• PAGE TEXT:
══════
ISBN: 978-0-292-71185-3

There is no question that native cultures in the New World exhibit many forms of mathematical development. This Native American mathematics can best be described by considering the nature of the concepts found in a variety of individual New World cultures. Unlike modern mathematics in which numbers and concepts are expressed in a universal mathematical notation, the numbers and concepts found in native cultures occur and are expressed in many distinctive ways. Native American Mathematics, edited by Michael P. Closs, is the first book to focus on mathematical development indigenous to the New World.
══════
• PROBLEMS TO WORK ON:
1 > Who edited Native American Mathematics, according to the book description?
2 > Using the book description, explain why Native American mathematics is best described by considering the concepts found in a variety of individual New World cultures.
3 > Resume the book description on Native American mathematics from its final sentence.
══════
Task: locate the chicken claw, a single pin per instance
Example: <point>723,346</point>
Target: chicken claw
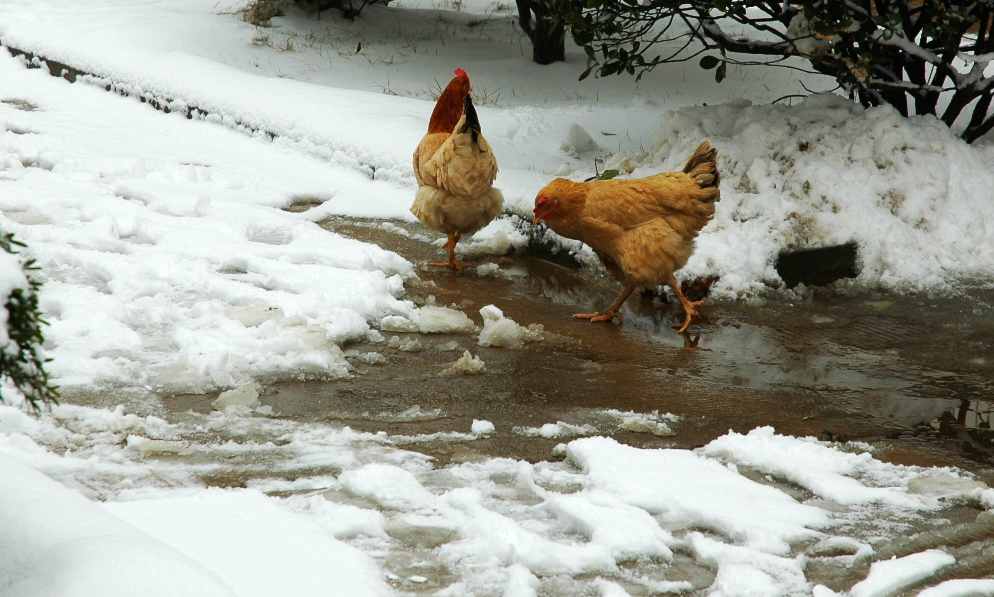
<point>689,306</point>
<point>450,246</point>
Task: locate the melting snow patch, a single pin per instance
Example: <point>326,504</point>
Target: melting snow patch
══════
• EXPECTED RESULTS:
1 > Michael P. Closs edited it.

2 > Modern mathematics expresses numbers and concepts in a universal notation. The numbers and concepts of native cultures are instead expressed in many distinctive ways, so they are best understood culture by culture.

3 >
Spanning time from the prehistoric to the present, the thirteen essays in this volume attest to the variety of mathematical development present in the Americas. The data are drawn from cultures as diverse as the Ojibway, the Inuit (Eskimo), and the Nootka in the north; the Chumash of Southern California; the Aztec and the Maya in Mesoamerica; and the Inca and Jibaro of South America. Among the strengths of this collection are this diversity and the multidisciplinary approaches employed to extract different kinds of information. The distinguished contributors include mathematicians, linguists, psychologists, anthropologists, and archaeologists.

  • Preface
  • 1. Native American Number Systems (Michael P. Closs)
  • 2. Numerical Representations in North American Rock Art (William Breen Murray)
  • 3. Some Notes on Quantification and Numerals in an Amazon Indian Language (Maurizio Covaz Gnerre)
  • 4. The Calendrical and Numerical Systems of the Nootka (William J. Folan)
  • 5. Chumash Numerals (Madison S. Beeler)
  • 6. Cultural Ecology of Mathematics: Ojibway and Inuit Hunters (J. Peter Denny)
  • 7. Tallies and the Ritual Use of Number in Ojibway Pictography (Michael P. Closs)
  • 8. A Survey of Aztec Numbers and Their Uses (Stanley E. Payne and Michael P. Closs)
  • 9. Decipherment and Some Implications of Aztec Numerical Glyphs (Herbert R. Harvey and Barbara J. Williams)
  • 10. Mathematical Ideas of the Incas (Marcia Ascher)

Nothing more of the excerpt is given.